(Exercise prompt)
Lift out, unaltered, the lines of the material below between the line holding "locate the small tree in the photo above" and the line holding "locate the dirt track in the photo above", counting both.

-------

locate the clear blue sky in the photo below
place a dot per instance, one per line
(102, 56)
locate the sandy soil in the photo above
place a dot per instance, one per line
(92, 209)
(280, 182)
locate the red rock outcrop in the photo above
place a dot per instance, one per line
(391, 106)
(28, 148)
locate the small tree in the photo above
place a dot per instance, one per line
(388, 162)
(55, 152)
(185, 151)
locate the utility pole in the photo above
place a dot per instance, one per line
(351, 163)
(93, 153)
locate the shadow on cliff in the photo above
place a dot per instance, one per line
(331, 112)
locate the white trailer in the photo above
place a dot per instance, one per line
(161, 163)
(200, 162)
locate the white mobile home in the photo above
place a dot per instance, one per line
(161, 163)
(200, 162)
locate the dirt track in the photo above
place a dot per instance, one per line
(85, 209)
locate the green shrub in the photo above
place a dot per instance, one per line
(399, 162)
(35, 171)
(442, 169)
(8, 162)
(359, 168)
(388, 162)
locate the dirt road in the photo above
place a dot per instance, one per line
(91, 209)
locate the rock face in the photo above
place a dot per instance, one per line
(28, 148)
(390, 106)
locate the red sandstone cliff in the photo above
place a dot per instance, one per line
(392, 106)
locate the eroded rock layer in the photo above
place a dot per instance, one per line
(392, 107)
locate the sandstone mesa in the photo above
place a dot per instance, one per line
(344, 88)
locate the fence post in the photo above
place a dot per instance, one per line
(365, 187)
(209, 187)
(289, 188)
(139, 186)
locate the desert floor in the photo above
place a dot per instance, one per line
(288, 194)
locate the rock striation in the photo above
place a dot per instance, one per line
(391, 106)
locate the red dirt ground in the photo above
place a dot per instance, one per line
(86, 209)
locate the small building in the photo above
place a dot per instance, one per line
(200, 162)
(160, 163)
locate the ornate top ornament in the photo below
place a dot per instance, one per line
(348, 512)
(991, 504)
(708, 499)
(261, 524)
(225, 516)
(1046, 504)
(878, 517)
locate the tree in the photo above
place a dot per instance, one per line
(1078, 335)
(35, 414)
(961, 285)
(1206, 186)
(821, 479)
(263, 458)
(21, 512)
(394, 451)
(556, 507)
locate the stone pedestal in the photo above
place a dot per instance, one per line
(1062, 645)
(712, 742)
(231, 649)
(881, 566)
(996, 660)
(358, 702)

-------

(Exercise solution)
locate the small tree in the photo above
place a dot per instance, one per line
(388, 162)
(55, 152)
(185, 151)
locate the utility pole in the photo above
place a dot per instance, one per line
(351, 163)
(93, 153)
locate the shadow on cliff in the photo above
place a dot per instance, one per line
(331, 112)
locate the white trailer in the photo above
place a dot per instance, one per line
(161, 163)
(200, 162)
locate the white mobile home in the photo above
place a dot per instance, one per line
(161, 163)
(200, 162)
locate the dirt track in the photo above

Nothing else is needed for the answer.